## [YOUR GOAL]
Retype the records in full, exactly as they stand.

## [TASK INPUT]
##############################

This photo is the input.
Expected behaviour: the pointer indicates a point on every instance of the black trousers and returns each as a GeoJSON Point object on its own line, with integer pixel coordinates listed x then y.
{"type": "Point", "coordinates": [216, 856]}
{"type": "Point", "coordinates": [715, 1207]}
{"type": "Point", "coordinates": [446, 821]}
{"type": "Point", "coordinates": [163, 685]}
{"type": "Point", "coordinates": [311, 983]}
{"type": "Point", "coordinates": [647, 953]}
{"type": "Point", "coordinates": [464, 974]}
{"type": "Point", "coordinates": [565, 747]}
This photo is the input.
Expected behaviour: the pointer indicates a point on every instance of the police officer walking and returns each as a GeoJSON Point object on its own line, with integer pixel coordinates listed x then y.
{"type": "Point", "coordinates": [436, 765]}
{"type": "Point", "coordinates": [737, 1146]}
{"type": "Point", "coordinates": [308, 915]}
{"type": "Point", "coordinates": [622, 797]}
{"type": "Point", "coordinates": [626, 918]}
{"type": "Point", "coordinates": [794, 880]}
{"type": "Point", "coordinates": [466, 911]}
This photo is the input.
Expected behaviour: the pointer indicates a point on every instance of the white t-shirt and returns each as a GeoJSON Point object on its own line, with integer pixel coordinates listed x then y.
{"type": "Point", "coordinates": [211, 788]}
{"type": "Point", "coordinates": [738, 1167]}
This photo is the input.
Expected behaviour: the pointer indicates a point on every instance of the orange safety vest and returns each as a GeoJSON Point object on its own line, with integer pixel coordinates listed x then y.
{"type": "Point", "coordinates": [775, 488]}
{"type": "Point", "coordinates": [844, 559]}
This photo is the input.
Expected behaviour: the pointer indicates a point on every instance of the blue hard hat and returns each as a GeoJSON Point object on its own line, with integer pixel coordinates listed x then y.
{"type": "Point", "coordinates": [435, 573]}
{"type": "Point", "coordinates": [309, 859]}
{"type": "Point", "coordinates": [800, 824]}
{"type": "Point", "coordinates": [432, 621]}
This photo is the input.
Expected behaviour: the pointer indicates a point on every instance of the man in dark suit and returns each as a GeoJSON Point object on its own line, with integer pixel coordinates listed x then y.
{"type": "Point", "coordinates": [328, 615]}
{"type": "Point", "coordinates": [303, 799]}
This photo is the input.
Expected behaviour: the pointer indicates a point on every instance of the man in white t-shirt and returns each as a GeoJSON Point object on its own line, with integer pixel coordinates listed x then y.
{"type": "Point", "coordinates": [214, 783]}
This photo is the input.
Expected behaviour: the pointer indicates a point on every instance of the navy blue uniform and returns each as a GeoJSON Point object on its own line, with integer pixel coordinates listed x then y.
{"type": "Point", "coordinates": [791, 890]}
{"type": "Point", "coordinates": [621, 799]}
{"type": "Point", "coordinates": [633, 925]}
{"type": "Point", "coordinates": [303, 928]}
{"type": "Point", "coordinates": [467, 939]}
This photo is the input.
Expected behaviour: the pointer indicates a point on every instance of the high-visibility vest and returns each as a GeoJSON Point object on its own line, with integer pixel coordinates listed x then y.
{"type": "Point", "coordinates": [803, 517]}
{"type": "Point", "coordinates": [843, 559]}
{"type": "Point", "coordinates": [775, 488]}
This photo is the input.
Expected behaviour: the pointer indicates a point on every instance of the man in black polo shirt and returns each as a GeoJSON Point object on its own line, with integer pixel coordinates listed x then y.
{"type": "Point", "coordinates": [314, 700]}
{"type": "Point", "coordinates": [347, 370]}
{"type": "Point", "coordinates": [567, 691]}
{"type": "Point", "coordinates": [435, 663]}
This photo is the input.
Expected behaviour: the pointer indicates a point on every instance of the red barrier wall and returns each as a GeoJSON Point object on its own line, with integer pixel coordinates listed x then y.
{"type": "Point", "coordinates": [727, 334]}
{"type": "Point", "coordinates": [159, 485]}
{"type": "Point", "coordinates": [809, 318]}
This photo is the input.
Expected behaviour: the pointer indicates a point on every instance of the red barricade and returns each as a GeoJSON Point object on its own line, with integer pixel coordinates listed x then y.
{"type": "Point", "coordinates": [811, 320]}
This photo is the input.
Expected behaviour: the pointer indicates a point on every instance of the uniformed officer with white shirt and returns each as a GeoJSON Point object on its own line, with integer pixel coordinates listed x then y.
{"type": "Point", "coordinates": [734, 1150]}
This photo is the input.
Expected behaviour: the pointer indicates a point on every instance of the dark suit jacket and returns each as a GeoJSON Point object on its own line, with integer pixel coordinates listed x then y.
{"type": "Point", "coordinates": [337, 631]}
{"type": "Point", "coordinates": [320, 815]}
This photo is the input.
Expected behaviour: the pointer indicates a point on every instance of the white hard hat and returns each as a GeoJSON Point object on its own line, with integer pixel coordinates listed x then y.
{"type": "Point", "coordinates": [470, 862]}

##############################

## [TASK SOLUTION]
This photo is the input.
Expected behaviour: the pointer indicates a point on every instance of the black trousers and returns each as a GeoJSON Point object on its own line, with integer pixel coordinates listed x then y.
{"type": "Point", "coordinates": [216, 856]}
{"type": "Point", "coordinates": [715, 1207]}
{"type": "Point", "coordinates": [446, 821]}
{"type": "Point", "coordinates": [163, 685]}
{"type": "Point", "coordinates": [311, 983]}
{"type": "Point", "coordinates": [647, 953]}
{"type": "Point", "coordinates": [464, 974]}
{"type": "Point", "coordinates": [565, 747]}
This photo is the input.
Expected behaviour: the pointer indicates a point on every instance of the police officer walking and returns each as a GeoJSON Point object on its own line, with integer pixel coordinates listed x then y.
{"type": "Point", "coordinates": [436, 765]}
{"type": "Point", "coordinates": [737, 1146]}
{"type": "Point", "coordinates": [308, 915]}
{"type": "Point", "coordinates": [622, 797]}
{"type": "Point", "coordinates": [626, 918]}
{"type": "Point", "coordinates": [794, 880]}
{"type": "Point", "coordinates": [466, 911]}
This photo is the input.
Expected behaviour: the pointer indicates a point on every instance of the white t-shirt and returns each as a GeoJSON Point object on its own line, with integer pixel coordinates listed x then y.
{"type": "Point", "coordinates": [211, 788]}
{"type": "Point", "coordinates": [738, 1167]}
This photo is the input.
Expected behaviour: the pointer indicates a point on every instance of the orange safety vest and returns each as a GeoJSON Point object on its own line, with integer pixel coordinates listed x then y.
{"type": "Point", "coordinates": [775, 488]}
{"type": "Point", "coordinates": [844, 559]}
This photo is the input.
Expected behaviour: the pointer indicates a point on every instance of the blue hard hat and returns each as a GeoJSON Point object on its own line, with integer pixel coordinates listed x then y.
{"type": "Point", "coordinates": [435, 573]}
{"type": "Point", "coordinates": [309, 859]}
{"type": "Point", "coordinates": [800, 824]}
{"type": "Point", "coordinates": [432, 621]}
This photo is the input.
Expected behaviour: the pointer indicates a point on every instance of the man in dark suit and returns each as a GeoJSON Point object on its own line, with integer pixel coordinates listed x then y.
{"type": "Point", "coordinates": [328, 615]}
{"type": "Point", "coordinates": [303, 799]}
This photo is the input.
Expected behaviour: the pointer indicates a point on every instance of the man in white t-shirt and returns each as a GeoJSON Point object on its own line, with integer pixel coordinates listed x then y.
{"type": "Point", "coordinates": [214, 783]}
This photo is the input.
Expected behaviour: the pointer indicates a point on every instance of the navy blue uniform and returns each as a GeoJSON Point object on its own line, with integer pixel coordinates listed x then y.
{"type": "Point", "coordinates": [791, 890]}
{"type": "Point", "coordinates": [621, 799]}
{"type": "Point", "coordinates": [633, 925]}
{"type": "Point", "coordinates": [303, 928]}
{"type": "Point", "coordinates": [467, 939]}
This photo is the input.
Expected behaviour: the pointer indicates a point on every instance of the high-visibility vest and returns each as a GeoJSON Point object on its own line, with integer pixel coordinates listed x then y.
{"type": "Point", "coordinates": [803, 517]}
{"type": "Point", "coordinates": [843, 559]}
{"type": "Point", "coordinates": [775, 488]}
This photo is the input.
Expected behaviour: the pointer indicates a point on every instance of the man in black polo shirt and returns each as a GeoJSON Point object on its own line, with integer pixel coordinates listed x then y.
{"type": "Point", "coordinates": [314, 700]}
{"type": "Point", "coordinates": [347, 370]}
{"type": "Point", "coordinates": [567, 691]}
{"type": "Point", "coordinates": [435, 663]}
This photo is the input.
Expected behaviour: the pointer indicates a point on every instance of the red barrier wall and returns each as a GeoJSON Point object on its own line, with integer pixel coordinates listed x then y.
{"type": "Point", "coordinates": [727, 334]}
{"type": "Point", "coordinates": [159, 485]}
{"type": "Point", "coordinates": [809, 318]}
This photo is the input.
Expected behaviour: the pointer indicates a point on every instance of the red barricade and returns each as a GeoJSON Point object on its own line, with integer pixel coordinates listed x then y.
{"type": "Point", "coordinates": [811, 320]}
This photo is the input.
Expected behaviour: the pointer indicates a point on every instance of the uniformed officer with white shirt and returns each as a GeoJSON Point object on its own line, with integer pixel coordinates listed x then y.
{"type": "Point", "coordinates": [734, 1150]}
This photo is the input.
Expected behaviour: the pointer indicates a point on every instance of the dark suit jacket and returns each as a GeoJSON Point object on its own line, with integer pixel coordinates listed x then y.
{"type": "Point", "coordinates": [337, 631]}
{"type": "Point", "coordinates": [320, 815]}
This photo is the input.
Expected behaviour: the pointer indicates a point on every instance of the white hard hat and returns each as a GeoJSON Point object on its own line, with integer pixel coordinates listed x then y.
{"type": "Point", "coordinates": [470, 862]}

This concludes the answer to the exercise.